------ Extrait choisi ------

Jean-David Nasio
Un psychanalyste sur le divan

Jean-David Nasio un psychanalyste sur le divan
©iStock  


Pour Jean-David Nasio, l'abandonnisme est l'état conscient ou inconscient dont souffre un sujet ; il s'agit d'un état pathogène car le sujet n'a pas réussi à transformer l'expérience d'une séparation brutale en symbole qui la substitue, qui la remplace ; en d'autres termes, l'abandonnisme est la souffrance de quelqu'un qui n'a pas pu symboliser la douleur d'une séparation inattendue. Par conséquent, l'abandonnisme est à rapprocher d'un deuil mal élaboré.

Psychanalyse Magazine : Quand dire qu'une séparation est comme un abandon ?
Jean-David Nasio : Si ma mère que j'aime beaucoup et qui a 80 ans meurt, ce n'est pas un abandon ; si ma mère, alors que j'ai quatre ans, disparaît dans un accident de voiture, c'est un abandon. L'abandon est donc une rupture brutale dans sa forme inattendue, dans le temps, non intégrée et non intégrable ; ces trois caractéristiques vont faire qu'une séparation est un abandon. Autrement formulé, un abandon est un deuil non élaboré et la séparation a eu alors la force d'un impact traumatique ; c'est pour cette raison qu'elle est difficilement élaborée puisque le sujet doit retrouver des moyens symboliques, des paroles, des pensées, pour substituer cela, pour l'intégrer dans son histoire.

------ Données fournies ------

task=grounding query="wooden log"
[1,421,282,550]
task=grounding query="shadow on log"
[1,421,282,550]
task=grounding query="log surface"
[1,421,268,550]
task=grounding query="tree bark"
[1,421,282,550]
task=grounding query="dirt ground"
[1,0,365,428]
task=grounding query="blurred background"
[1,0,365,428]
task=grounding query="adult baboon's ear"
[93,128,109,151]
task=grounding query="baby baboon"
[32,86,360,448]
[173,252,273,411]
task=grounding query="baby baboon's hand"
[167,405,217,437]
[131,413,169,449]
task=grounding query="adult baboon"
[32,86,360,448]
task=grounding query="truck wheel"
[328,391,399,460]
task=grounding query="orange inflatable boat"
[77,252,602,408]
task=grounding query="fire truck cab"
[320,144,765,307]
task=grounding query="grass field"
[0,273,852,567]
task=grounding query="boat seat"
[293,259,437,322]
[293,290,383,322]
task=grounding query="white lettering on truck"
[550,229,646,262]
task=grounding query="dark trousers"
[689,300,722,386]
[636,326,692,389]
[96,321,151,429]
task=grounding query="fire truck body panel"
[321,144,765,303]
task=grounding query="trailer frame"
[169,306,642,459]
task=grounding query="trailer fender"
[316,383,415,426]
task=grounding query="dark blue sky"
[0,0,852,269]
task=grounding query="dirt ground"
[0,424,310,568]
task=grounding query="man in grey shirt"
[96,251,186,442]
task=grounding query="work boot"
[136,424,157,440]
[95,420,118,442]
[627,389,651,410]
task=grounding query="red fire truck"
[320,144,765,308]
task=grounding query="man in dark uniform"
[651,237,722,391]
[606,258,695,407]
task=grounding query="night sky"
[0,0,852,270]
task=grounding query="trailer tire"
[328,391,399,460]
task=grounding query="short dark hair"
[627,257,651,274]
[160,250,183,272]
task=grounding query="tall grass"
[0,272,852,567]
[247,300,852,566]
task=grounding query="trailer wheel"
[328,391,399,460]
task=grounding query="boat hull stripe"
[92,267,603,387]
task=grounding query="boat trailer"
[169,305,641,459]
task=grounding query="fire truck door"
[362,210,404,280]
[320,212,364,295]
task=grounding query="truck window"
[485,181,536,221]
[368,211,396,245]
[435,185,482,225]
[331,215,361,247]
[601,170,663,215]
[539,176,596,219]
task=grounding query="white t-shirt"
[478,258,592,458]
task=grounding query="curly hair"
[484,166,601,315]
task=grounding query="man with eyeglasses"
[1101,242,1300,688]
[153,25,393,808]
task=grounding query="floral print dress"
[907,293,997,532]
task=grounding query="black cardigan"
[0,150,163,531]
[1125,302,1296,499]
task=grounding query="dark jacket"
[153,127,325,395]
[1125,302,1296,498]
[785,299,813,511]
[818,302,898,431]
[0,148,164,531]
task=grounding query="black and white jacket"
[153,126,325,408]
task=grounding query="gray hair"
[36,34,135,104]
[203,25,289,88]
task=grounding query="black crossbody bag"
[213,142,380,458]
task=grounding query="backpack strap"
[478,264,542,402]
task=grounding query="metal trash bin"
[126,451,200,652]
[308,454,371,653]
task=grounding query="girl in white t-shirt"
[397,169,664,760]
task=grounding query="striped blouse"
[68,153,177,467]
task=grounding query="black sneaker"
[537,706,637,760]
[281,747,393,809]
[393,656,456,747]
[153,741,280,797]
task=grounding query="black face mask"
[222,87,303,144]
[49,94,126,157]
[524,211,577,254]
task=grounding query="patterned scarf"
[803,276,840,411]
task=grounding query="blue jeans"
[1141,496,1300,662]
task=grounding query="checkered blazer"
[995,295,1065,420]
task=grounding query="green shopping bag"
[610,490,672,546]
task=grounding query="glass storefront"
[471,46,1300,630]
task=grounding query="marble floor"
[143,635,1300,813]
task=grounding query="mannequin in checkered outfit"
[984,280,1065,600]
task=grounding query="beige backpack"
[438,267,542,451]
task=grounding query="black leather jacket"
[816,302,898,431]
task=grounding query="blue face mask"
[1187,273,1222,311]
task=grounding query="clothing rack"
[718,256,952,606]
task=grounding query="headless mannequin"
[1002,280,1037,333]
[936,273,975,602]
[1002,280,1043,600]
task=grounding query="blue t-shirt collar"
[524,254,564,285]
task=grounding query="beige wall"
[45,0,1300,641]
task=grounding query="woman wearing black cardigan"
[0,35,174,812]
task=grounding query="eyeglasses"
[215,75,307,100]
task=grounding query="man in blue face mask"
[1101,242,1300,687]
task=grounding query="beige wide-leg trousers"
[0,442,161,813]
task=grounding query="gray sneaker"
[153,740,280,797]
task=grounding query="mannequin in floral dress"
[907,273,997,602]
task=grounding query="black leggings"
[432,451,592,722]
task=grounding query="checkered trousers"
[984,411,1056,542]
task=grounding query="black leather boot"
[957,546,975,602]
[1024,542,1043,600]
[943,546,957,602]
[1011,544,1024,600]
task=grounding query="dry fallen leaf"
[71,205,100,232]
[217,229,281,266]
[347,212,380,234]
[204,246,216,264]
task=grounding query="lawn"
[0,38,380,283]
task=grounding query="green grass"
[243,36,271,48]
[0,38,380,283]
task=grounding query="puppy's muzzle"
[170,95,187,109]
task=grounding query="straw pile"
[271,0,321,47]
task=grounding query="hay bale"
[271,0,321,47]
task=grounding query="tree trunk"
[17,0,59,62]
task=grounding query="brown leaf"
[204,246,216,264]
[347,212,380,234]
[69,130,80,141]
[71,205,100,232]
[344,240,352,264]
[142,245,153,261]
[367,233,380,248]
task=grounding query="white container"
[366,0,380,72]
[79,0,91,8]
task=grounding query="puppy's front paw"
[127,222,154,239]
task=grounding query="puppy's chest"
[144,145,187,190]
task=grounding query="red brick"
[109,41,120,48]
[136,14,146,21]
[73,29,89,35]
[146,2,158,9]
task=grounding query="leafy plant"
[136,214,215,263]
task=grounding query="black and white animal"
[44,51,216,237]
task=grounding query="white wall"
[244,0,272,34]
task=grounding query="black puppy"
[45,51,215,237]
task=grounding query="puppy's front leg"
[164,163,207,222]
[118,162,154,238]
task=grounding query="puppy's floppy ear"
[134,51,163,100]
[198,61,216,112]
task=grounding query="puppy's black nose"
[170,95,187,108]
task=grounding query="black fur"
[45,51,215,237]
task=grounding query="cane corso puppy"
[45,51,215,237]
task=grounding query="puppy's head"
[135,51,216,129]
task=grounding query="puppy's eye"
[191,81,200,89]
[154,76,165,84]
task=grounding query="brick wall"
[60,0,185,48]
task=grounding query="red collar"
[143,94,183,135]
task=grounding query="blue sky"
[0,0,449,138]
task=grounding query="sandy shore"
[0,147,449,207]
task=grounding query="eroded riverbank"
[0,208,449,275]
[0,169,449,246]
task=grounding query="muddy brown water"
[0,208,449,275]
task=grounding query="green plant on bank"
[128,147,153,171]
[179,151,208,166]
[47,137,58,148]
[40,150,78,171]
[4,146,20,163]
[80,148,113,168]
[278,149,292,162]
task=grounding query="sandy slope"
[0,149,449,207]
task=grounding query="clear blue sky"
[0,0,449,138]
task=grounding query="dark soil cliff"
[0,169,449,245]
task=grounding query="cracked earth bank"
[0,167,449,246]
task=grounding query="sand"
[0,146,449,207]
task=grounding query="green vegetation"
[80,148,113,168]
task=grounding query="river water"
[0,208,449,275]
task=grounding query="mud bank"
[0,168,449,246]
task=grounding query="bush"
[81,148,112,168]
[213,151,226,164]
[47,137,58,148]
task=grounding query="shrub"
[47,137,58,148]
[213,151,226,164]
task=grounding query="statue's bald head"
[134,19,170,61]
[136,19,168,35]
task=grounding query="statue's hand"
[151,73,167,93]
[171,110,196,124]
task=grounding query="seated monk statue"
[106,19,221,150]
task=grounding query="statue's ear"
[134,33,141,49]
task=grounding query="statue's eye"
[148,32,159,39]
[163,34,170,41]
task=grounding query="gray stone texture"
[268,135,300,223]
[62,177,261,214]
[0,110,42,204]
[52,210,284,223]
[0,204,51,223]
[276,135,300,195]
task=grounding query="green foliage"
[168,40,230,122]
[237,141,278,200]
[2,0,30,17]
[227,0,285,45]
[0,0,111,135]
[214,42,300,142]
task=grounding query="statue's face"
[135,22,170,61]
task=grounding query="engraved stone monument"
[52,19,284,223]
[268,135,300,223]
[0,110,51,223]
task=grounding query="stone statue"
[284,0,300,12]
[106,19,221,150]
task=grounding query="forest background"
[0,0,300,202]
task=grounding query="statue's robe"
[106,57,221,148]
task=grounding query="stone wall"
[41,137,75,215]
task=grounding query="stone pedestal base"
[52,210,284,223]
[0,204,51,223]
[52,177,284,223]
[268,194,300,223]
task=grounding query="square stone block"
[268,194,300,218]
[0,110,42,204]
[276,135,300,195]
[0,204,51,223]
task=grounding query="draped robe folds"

------

> [Consigne A]:
Reproduisez fidèlement le passage de l'entretien avec Jean-David Nasio qui commence à « Jean-David Nasio un » et se termine à « deuil mal élaboré. ».
> [Consigne B]:
Donnez la suite de l'entretien avec Jean-David Nasio sur l'abandon, en reprenant après sa dernière phrase.

> [Votre réponse A]:
Jean-David Nasio un psychanalyste sur le divan
©iStock  


Pour Jean-David Nasio, l'abandonnisme est l'état conscient ou inconscient dont souffre un sujet ; il s'agit d'un état pathogène car le sujet n'a pas réussi à transformer l'expérience d'une séparation brutale en symbole qui la substitue, qui la remplace ; en d'autres termes, l'abandonnisme est la souffrance de quelqu'un qui n'a pas pu symboliser la douleur d'une séparation inattendue. Par conséquent, l'abandonnisme est à rapprocher d'un deuil mal élaboré.

> [Votre réponse B]:
P.M. : Que signifie, précisément, intégrer ?
J.D.N. : Cela veut dire que je peux oublier, que ça ne m'invalide pas dans la vie, que je n'y pense pas tout le temps... C'est donc la capacité d'un sujet d'intégrer la perte parmi les événements de sa vie ; cette perte va occuper une place, entre autres. Quand la perte est traumatique et que le deuil n'est pas élaboré, elle a une omniprésence psychique qui invalide la vie du sujet. L'abandonnisme, c'est tout cela ; c'est un état dans lequel le sujet est soumis à l'omniprésence d'une expérience d'abandon qui dure et qui envahit sa vie. Il a été abandonné et il continue à souffrir de cette expérience, qu'il n'arrive pas à substituer, à symboliser.

P.M. : Cette séparation n'est pas toujours une expérience vécue dans la réalité...
J.D.N. : Effectivement et c'est, d'ailleurs, une des raisons qui fait que nous ayons tant de mal avec les patients dépressifs pour trouver la raison, la cause de leur abandonnisme qui, quelquefois, prend la forme de la dépression. D'ailleurs, l'expérience de la perte brutale, inattendue et non intégrable, subit, inconsciemment, une transformation qui évoluera vers une expérience imaginaire ; elle correspond, alors, à une perte imaginaire.

P.M. : Mais comment quelque chose d'imaginaire peut avoir une telle charge, une telle puissance ?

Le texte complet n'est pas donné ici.